(Data listing)
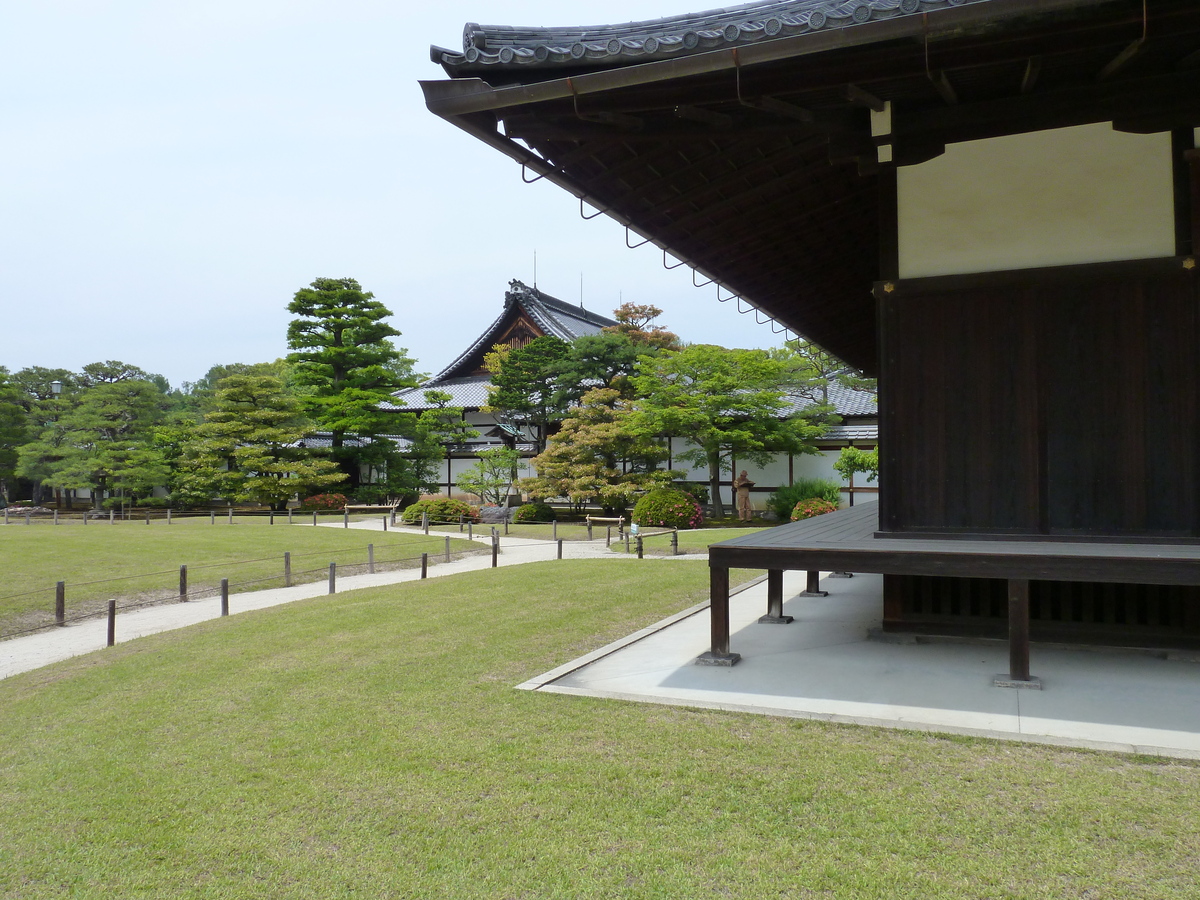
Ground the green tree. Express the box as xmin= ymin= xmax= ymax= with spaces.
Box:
xmin=288 ymin=278 xmax=419 ymax=496
xmin=179 ymin=374 xmax=346 ymax=509
xmin=634 ymin=344 xmax=826 ymax=517
xmin=486 ymin=335 xmax=570 ymax=452
xmin=457 ymin=446 xmax=521 ymax=506
xmin=18 ymin=372 xmax=168 ymax=506
xmin=0 ymin=366 xmax=29 ymax=504
xmin=521 ymin=388 xmax=679 ymax=515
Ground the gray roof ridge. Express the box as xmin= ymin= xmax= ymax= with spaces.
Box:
xmin=430 ymin=0 xmax=989 ymax=70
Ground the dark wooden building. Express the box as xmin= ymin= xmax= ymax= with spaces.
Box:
xmin=424 ymin=0 xmax=1200 ymax=683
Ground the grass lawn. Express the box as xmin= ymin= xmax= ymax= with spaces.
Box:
xmin=0 ymin=517 xmax=478 ymax=634
xmin=0 ymin=560 xmax=1200 ymax=900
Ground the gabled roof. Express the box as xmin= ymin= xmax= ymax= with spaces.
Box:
xmin=439 ymin=0 xmax=988 ymax=77
xmin=421 ymin=0 xmax=1200 ymax=373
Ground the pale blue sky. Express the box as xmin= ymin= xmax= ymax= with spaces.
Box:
xmin=0 ymin=0 xmax=781 ymax=384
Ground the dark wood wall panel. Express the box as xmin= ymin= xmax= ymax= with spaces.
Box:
xmin=878 ymin=260 xmax=1200 ymax=538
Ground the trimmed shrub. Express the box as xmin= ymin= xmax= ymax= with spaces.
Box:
xmin=512 ymin=500 xmax=556 ymax=524
xmin=634 ymin=487 xmax=704 ymax=528
xmin=401 ymin=497 xmax=474 ymax=524
xmin=300 ymin=493 xmax=346 ymax=510
xmin=792 ymin=497 xmax=838 ymax=522
xmin=767 ymin=478 xmax=841 ymax=522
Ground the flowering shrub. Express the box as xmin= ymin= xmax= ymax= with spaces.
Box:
xmin=402 ymin=497 xmax=475 ymax=524
xmin=792 ymin=497 xmax=838 ymax=522
xmin=300 ymin=493 xmax=346 ymax=509
xmin=512 ymin=502 xmax=554 ymax=522
xmin=634 ymin=487 xmax=704 ymax=528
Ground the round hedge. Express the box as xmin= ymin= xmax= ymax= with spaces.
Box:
xmin=512 ymin=502 xmax=554 ymax=524
xmin=401 ymin=497 xmax=475 ymax=523
xmin=792 ymin=497 xmax=838 ymax=522
xmin=634 ymin=487 xmax=704 ymax=528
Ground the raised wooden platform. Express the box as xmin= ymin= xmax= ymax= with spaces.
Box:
xmin=701 ymin=503 xmax=1200 ymax=682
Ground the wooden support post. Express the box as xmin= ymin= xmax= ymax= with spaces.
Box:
xmin=758 ymin=569 xmax=796 ymax=625
xmin=992 ymin=578 xmax=1042 ymax=690
xmin=800 ymin=571 xmax=829 ymax=596
xmin=696 ymin=565 xmax=742 ymax=666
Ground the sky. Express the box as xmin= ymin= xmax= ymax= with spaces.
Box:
xmin=0 ymin=0 xmax=782 ymax=386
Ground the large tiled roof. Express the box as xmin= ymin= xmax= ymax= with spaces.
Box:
xmin=430 ymin=0 xmax=988 ymax=74
xmin=422 ymin=278 xmax=617 ymax=388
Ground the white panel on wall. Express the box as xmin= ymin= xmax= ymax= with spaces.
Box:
xmin=896 ymin=122 xmax=1175 ymax=278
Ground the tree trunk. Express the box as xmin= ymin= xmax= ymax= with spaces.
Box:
xmin=708 ymin=454 xmax=725 ymax=518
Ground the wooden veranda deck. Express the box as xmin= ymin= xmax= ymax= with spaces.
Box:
xmin=700 ymin=503 xmax=1200 ymax=684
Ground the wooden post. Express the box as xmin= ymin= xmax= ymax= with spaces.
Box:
xmin=800 ymin=570 xmax=829 ymax=596
xmin=696 ymin=565 xmax=742 ymax=666
xmin=758 ymin=569 xmax=794 ymax=625
xmin=992 ymin=578 xmax=1042 ymax=690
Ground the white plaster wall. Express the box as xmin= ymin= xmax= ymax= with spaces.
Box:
xmin=898 ymin=122 xmax=1175 ymax=278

* Do this: Copy out every one of these records word for word, with no changes. Leave out the pictures.

* Exercise answer:
Ground the green tree. Express the box as xmin= ymin= xmax= ymax= with spaces.
Box:
xmin=288 ymin=278 xmax=419 ymax=496
xmin=179 ymin=374 xmax=346 ymax=509
xmin=634 ymin=344 xmax=826 ymax=517
xmin=486 ymin=335 xmax=570 ymax=452
xmin=457 ymin=446 xmax=521 ymax=506
xmin=18 ymin=372 xmax=168 ymax=506
xmin=0 ymin=366 xmax=29 ymax=504
xmin=521 ymin=388 xmax=679 ymax=515
Ground the gray roof ridge. Express the box as xmin= ymin= xmax= ymax= with spaces.
Box:
xmin=430 ymin=0 xmax=989 ymax=70
Ground the dark wooden building. Express the box as xmin= ymin= xmax= ymax= with spaces.
Box:
xmin=424 ymin=0 xmax=1200 ymax=683
Ground the grass lawn. Express the box as xmin= ymin= xmax= ymax= with spaces.
Box:
xmin=0 ymin=517 xmax=478 ymax=634
xmin=0 ymin=560 xmax=1200 ymax=900
Ground the gabled roof. Express the box as xmin= ymin= xmax= ymax= with spaces.
Box:
xmin=439 ymin=0 xmax=988 ymax=77
xmin=421 ymin=0 xmax=1200 ymax=373
Ground the pale blue sky. Express the box as xmin= ymin= xmax= ymax= with spaces.
Box:
xmin=0 ymin=0 xmax=781 ymax=384
Ground the dark wood wall panel. Express the box as xmin= ymin= xmax= ymax= with spaces.
Box:
xmin=878 ymin=260 xmax=1200 ymax=538
Ground the trimmed shrub. Express the box as xmin= ymin= xmax= ymax= with spaces.
Box:
xmin=512 ymin=500 xmax=556 ymax=524
xmin=634 ymin=487 xmax=704 ymax=528
xmin=401 ymin=497 xmax=474 ymax=524
xmin=300 ymin=493 xmax=346 ymax=510
xmin=792 ymin=497 xmax=838 ymax=522
xmin=767 ymin=478 xmax=841 ymax=522
Ground the flowering shrub. Express the box as xmin= ymin= xmax= ymax= with spaces.
Box:
xmin=402 ymin=497 xmax=475 ymax=524
xmin=792 ymin=497 xmax=838 ymax=522
xmin=300 ymin=493 xmax=346 ymax=509
xmin=512 ymin=502 xmax=554 ymax=522
xmin=634 ymin=487 xmax=704 ymax=528
Ground the round hedge. Express the box as xmin= ymin= xmax= ymax= with spaces.
Box:
xmin=512 ymin=502 xmax=554 ymax=524
xmin=401 ymin=497 xmax=475 ymax=523
xmin=792 ymin=497 xmax=838 ymax=522
xmin=634 ymin=487 xmax=704 ymax=528
Ground the raised wooden platform. Express the box as xmin= ymin= xmax= ymax= with spaces.
Box:
xmin=701 ymin=503 xmax=1200 ymax=682
Ground the wooden support post. Express the box as xmin= ymin= xmax= ymax= with spaces.
Box:
xmin=758 ymin=569 xmax=796 ymax=625
xmin=992 ymin=578 xmax=1042 ymax=690
xmin=800 ymin=571 xmax=829 ymax=596
xmin=696 ymin=565 xmax=742 ymax=666
Ground the sky. Express the box as xmin= ymin= xmax= ymax= with spaces.
Box:
xmin=0 ymin=0 xmax=782 ymax=386
Ground the large tiled roof. Express the box as xmin= ymin= xmax= ymax= with spaces.
Box:
xmin=430 ymin=0 xmax=988 ymax=74
xmin=422 ymin=278 xmax=617 ymax=388
Ground the white panel on wall. Express the box as xmin= ymin= xmax= ymax= with spaces.
Box:
xmin=896 ymin=122 xmax=1175 ymax=278
Ground the tree trunk. Express the box as xmin= ymin= xmax= ymax= with spaces.
Box:
xmin=708 ymin=454 xmax=725 ymax=518
Ground the wooden veranda deck. Express the box as xmin= ymin= xmax= ymax= with spaces.
Box:
xmin=700 ymin=503 xmax=1200 ymax=684
Ground the wooden post. Express the box as xmin= ymin= xmax= ymax= with spaces.
Box:
xmin=800 ymin=570 xmax=829 ymax=596
xmin=696 ymin=565 xmax=742 ymax=666
xmin=758 ymin=569 xmax=794 ymax=625
xmin=992 ymin=578 xmax=1042 ymax=690
Ground the white plaster wall. Express the box as xmin= ymin= xmax= ymax= with spaces.
Box:
xmin=898 ymin=122 xmax=1175 ymax=278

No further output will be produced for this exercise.